Write each line exactly as it stands, from the line containing "target: whole asphalt" through the end of the data.

══ MATERIALS PROVIDED ══

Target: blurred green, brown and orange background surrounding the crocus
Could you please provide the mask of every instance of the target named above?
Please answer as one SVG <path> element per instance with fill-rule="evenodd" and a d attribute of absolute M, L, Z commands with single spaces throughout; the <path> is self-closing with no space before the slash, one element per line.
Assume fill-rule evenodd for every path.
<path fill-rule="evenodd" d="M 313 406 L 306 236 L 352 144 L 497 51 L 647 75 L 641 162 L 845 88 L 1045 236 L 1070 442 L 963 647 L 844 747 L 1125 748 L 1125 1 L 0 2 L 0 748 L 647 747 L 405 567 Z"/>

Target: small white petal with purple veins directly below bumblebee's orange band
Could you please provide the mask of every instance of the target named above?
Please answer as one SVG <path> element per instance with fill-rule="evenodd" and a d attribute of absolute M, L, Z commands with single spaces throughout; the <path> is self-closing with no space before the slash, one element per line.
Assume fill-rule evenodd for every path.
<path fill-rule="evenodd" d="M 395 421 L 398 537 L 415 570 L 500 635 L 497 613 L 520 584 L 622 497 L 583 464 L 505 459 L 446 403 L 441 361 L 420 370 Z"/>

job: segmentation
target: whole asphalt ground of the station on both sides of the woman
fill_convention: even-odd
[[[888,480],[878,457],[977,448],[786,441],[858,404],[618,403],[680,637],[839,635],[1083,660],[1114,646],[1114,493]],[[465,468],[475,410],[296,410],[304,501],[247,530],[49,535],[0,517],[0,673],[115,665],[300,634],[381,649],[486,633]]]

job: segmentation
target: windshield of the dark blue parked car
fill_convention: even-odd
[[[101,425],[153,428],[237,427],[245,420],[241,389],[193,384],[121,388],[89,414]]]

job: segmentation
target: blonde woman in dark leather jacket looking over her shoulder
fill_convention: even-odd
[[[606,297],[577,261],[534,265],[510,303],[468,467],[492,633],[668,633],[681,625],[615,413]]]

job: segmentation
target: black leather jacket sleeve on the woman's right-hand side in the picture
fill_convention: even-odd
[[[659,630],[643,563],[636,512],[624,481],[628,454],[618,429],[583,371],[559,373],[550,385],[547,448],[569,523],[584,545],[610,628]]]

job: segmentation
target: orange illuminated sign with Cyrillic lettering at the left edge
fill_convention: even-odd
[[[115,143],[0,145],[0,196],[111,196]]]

═══

• _ANSWER SECTION_
target: whole asphalt ground of the station on both sides of the woman
fill_convention: even-odd
[[[888,480],[878,457],[977,448],[786,441],[858,404],[618,403],[680,637],[839,635],[1083,660],[1114,646],[1114,493]],[[465,468],[475,410],[296,410],[304,501],[247,530],[49,535],[0,517],[0,673],[115,665],[300,634],[381,649],[486,633]]]

job: segmentation
target: windshield of the dark blue parked car
fill_convention: even-odd
[[[101,425],[153,428],[237,427],[245,420],[241,389],[193,384],[121,388],[89,414]]]

job: segmentation
target: blonde woman in dark leather jacket looking over her shoulder
fill_convention: even-odd
[[[606,297],[577,261],[534,265],[510,303],[468,467],[492,633],[668,633],[681,625],[615,413]]]

job: segmentation
target: black leather jacket sleeve on the woman's right-hand side in the picture
fill_convention: even-odd
[[[659,630],[643,563],[636,512],[624,481],[628,454],[618,429],[583,371],[559,373],[550,385],[547,448],[569,523],[584,545],[610,628]]]

job: segmentation
target: orange illuminated sign with Cyrillic lettering at the left edge
fill_convention: even-odd
[[[115,143],[0,145],[0,196],[111,196]]]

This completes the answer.